# Stated task:
Arrange everything in the records from the line containing "Compliance check: the white" down to the line containing "[236,162,403,188]" as a Markdown table with the columns Row and Line, leaving out blank lines and pictures.

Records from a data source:
----
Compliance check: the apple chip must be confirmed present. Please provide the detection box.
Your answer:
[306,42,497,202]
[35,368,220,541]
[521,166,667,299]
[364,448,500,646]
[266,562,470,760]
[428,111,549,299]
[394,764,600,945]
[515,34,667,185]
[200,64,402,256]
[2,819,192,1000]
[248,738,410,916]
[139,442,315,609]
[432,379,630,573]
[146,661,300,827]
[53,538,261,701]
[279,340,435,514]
----
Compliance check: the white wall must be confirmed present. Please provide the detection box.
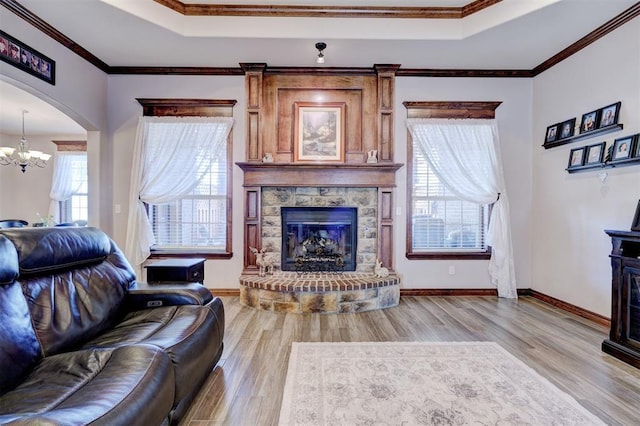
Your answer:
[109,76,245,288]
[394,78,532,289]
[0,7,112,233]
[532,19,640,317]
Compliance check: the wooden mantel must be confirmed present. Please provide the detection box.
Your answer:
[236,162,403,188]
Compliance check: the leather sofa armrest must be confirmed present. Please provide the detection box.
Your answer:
----
# Result of the exercise:
| Row | Line |
|---|---|
| 1 | Compliance check: the white wall must be confirmed present. Please provide the detection box. |
| 2 | Your answer: |
| 3 | [109,76,245,288] |
| 4 | [394,78,532,289] |
| 5 | [0,7,112,233] |
| 6 | [532,19,640,317] |
| 7 | Compliance check: the wooden mantel must be confirmed present. Please provide the detection box. |
| 8 | Your answer: |
| 9 | [236,162,403,188] |